(Task goal) Output the lines below from the one containing "Can you see the penalty" through the end of the listing, inclusive, exactly as they appear, and nothing further.

(Exercise input)

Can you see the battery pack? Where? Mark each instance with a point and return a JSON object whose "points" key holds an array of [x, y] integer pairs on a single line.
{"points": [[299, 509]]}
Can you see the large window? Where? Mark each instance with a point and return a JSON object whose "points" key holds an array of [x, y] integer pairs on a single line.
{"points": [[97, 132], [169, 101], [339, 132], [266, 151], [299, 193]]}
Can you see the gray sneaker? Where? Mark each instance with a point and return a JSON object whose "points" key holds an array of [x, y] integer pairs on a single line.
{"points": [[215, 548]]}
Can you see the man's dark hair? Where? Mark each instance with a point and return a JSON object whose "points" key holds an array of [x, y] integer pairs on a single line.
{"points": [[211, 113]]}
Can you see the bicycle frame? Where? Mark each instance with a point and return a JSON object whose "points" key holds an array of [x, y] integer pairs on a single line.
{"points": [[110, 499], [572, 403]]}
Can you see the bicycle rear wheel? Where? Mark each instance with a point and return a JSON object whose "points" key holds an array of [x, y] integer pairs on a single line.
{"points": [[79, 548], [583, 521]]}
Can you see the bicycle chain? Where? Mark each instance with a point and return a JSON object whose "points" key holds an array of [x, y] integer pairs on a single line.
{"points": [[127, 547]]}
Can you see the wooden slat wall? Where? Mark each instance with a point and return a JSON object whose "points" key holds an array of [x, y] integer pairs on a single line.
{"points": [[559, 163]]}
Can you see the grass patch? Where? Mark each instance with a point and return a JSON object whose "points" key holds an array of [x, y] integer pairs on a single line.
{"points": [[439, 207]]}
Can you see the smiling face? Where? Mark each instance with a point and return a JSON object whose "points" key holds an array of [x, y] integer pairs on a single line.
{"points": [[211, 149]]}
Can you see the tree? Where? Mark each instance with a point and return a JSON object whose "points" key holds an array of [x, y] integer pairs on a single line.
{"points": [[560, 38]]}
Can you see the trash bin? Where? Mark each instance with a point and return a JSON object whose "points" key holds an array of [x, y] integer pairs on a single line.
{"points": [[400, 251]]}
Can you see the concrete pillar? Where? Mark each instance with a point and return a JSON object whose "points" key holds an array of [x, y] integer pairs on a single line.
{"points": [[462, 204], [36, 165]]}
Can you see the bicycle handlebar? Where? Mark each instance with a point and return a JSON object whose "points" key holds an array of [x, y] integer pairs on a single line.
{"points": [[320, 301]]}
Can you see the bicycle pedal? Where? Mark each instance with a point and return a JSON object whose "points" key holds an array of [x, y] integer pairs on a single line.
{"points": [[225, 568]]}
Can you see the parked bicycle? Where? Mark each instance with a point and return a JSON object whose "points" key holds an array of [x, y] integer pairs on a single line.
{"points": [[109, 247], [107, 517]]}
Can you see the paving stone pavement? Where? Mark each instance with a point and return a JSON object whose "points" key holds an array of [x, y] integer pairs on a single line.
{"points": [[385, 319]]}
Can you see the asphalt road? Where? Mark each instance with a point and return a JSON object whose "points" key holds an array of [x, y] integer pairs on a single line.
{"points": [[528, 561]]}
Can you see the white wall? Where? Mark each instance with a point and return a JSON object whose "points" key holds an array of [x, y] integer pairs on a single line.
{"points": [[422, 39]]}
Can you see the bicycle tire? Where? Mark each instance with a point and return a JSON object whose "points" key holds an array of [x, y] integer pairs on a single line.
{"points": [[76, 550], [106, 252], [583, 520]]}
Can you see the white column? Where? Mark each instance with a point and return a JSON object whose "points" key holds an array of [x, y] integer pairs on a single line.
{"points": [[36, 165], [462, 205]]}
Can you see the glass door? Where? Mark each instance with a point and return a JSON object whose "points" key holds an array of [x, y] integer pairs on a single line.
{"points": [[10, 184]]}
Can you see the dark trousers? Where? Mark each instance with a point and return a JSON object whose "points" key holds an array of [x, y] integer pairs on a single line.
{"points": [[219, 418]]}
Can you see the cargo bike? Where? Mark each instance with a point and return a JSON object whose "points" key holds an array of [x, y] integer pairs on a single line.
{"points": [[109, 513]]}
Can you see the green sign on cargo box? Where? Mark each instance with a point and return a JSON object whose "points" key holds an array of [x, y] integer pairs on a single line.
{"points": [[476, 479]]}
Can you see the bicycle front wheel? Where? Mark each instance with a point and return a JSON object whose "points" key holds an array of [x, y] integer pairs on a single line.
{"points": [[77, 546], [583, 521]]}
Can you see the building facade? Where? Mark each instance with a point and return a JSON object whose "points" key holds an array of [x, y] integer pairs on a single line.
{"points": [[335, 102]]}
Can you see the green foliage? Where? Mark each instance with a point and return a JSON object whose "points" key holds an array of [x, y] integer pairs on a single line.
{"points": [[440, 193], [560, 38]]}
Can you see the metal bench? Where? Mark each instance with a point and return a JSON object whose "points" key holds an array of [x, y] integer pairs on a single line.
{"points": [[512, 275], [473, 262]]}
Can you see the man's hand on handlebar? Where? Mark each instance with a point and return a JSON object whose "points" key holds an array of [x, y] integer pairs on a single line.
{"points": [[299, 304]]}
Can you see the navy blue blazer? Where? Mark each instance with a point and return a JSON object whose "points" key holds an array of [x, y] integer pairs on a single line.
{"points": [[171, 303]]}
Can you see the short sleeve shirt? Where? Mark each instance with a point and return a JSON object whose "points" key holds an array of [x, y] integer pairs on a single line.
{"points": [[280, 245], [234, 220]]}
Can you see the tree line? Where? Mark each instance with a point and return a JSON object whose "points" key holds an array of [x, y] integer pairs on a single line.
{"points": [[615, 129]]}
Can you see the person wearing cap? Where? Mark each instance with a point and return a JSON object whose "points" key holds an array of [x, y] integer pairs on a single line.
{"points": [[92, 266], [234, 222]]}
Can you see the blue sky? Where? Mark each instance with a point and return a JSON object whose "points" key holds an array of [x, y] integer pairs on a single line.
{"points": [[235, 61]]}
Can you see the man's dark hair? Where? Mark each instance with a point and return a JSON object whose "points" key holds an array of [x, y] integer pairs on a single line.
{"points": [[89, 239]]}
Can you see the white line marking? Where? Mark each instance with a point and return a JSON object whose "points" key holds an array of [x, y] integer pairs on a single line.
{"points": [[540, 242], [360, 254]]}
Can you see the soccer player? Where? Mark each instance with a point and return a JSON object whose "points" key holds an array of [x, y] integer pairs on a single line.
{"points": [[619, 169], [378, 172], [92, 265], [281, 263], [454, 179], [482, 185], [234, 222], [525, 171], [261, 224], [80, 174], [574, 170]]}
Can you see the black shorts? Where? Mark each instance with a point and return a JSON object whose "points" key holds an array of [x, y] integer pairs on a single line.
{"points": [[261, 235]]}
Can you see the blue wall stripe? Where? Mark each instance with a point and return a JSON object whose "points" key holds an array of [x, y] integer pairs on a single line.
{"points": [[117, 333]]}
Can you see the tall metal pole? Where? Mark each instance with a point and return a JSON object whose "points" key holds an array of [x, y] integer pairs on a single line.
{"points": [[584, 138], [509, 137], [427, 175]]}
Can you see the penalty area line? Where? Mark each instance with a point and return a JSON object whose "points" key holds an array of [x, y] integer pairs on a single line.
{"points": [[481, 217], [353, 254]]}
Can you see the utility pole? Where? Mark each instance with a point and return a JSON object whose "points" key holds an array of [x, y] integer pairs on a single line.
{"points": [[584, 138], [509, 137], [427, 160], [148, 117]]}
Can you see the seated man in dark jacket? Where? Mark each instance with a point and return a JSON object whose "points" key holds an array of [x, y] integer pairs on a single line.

(Solution for this problem)
Can you see the penalty area line? Where? Mark each instance with a point and return a JSON object whose "points" key holds an array of [x, y] integer pairs on a single line.
{"points": [[481, 217], [353, 254]]}
Can you see the utility pole? Where? Mark each instance with a point and return a JSON object whose "points" key holds an array of [x, y] integer pairs on a single line.
{"points": [[584, 138], [509, 137], [427, 160], [148, 117]]}
Can you see the seated man in dark jacket? Where? Mark each instance with a point and return a JSON object whose "points" key holds an array of [x, y] integer pairs on a single line.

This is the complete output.